#### [EXCERPT TO READ]
***

First, we will sort both arrays of speeds in nondecreasing order. Let the array Z represent the optimal solution for a given type of question. In the optimal solution, we will pair the i^{th} speed from Dmojistan with the Z[i]^{th} speed from Pegland. Also, let D represent the array of speeds of Dmojistan and let P represent the array of speeds of Pegland.

To compute the minimum possible sum of times, Z=\{1, 2, 3, \dots, N\}. To prove that this is correct, consider any other assignment of pairings. You will be able to find two indices i and j where i < j but Z[i] > Z[j]. Consider the following cases:

  • P[Z[i]] \ge P[Z[j]] \ge D[j] \ge D[i]: then switching Z[i] and Z[j] won't make a difference in the final sum.
  • P[Z[i]] \ge D[j] \ge P[Z[j]] \ge D[i]: the original contribution of these 4 cyclists will be P[Z[i]] + D[j], and the new contribution after swapping will be P[Z[i]] + P[Z[j]], and P[Z[j]] \le D[j]. The final sum will become equal or smaller.
  • P[Z[i]] \ge D[j] \ge D[i] \ge P[Z[j]]: the original contribution of these 4 cyclists will be P[Z[i]] + D[j], and the new contribution after swapping will be P[Z[i]] + D[i], and D[i] \le D[j]. The final sum will become equal or smaller.

***

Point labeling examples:
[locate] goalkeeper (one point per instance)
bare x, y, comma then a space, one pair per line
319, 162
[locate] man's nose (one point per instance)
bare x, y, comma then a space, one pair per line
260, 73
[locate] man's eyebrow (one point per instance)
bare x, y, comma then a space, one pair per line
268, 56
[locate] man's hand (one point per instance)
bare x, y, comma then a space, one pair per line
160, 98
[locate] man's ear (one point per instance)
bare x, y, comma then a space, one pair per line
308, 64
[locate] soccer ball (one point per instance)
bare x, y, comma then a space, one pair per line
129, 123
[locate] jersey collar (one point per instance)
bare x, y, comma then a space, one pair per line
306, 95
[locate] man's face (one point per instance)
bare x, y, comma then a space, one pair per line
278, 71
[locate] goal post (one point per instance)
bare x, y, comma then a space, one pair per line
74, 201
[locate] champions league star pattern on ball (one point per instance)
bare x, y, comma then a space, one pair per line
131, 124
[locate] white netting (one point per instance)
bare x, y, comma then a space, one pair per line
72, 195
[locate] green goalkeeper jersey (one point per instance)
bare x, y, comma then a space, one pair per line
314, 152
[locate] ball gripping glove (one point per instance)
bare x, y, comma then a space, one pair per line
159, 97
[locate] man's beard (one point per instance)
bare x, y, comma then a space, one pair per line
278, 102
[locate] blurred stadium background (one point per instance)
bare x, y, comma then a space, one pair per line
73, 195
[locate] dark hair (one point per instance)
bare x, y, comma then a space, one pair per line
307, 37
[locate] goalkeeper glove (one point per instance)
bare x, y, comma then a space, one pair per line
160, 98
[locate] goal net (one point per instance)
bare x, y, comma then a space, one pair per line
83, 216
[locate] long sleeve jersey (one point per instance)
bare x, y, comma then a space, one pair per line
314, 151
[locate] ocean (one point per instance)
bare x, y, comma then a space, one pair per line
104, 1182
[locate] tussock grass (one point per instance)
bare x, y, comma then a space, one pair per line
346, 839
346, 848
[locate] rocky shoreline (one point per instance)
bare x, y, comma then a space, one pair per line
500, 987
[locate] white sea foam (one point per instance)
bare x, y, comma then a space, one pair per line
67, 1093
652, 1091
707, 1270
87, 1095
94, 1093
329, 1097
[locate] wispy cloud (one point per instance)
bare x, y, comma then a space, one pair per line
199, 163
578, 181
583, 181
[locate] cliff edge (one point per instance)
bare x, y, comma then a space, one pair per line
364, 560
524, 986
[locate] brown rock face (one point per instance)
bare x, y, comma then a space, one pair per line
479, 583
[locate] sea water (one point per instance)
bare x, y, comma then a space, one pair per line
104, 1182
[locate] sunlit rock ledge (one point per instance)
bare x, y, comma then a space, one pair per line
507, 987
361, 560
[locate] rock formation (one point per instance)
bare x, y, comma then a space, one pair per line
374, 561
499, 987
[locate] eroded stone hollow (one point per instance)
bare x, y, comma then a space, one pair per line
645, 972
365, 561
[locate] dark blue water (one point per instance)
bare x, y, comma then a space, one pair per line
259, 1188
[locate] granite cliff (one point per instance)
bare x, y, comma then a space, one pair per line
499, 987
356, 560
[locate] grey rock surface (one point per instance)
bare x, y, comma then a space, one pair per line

***

#### [TASKS TO PERFORM]
**A)** In the cyclist pairing excerpt, in what order are both arrays of speeds sorted first?
**B)** Name each array that the cyclist pairing excerpt denotes by a single letter, and state what each one represents.
**C)** Proceed with the cyclist pairing excerpt, picking up right after its last listed case.

#### [THE ANSWERS]
**A)** Nondecreasing order.

**B)**
- Z: the optimal solution for a given type of question
- D: the array of speeds of Dmojistan
- P: the array of speeds of Pegland

**C)**
  • D[j] \ge P[Z[i]] \ge P[Z[j]] \ge D[i]: the original contribution of these 4 cyclists will be D[j] + P[Z[i]], and the new contribution after swapping will be D[j] + P[Z[j]], and P[Z[j]] \le P[Z[i]]. The final sum will become equal or smaller.
  • D[j] \ge P[Z[i]] \ge D[i] \ge P[Z[j]]: the original contribution of these 4 cyclists will be D[j] + P[Z[i]], and the new contribution after swapping will be D[j] + D[i], and D[i] \le P[Z[i]]. The final sum will become equal or smaller.
  • D[j] \ge D[i] \ge P[Z[i]] \ge P[Z[j]]: then switching Z[i] and Z[j] won't make a difference in the final sum.

Similarly, to maximize the sum of times, Z=\{N, N-1, N-2, \dots, 1\}. We can analyze the cases in a similar fashion to the minimization question to prove that this is correct.

Complexity: \mathcal{O}(N \log N)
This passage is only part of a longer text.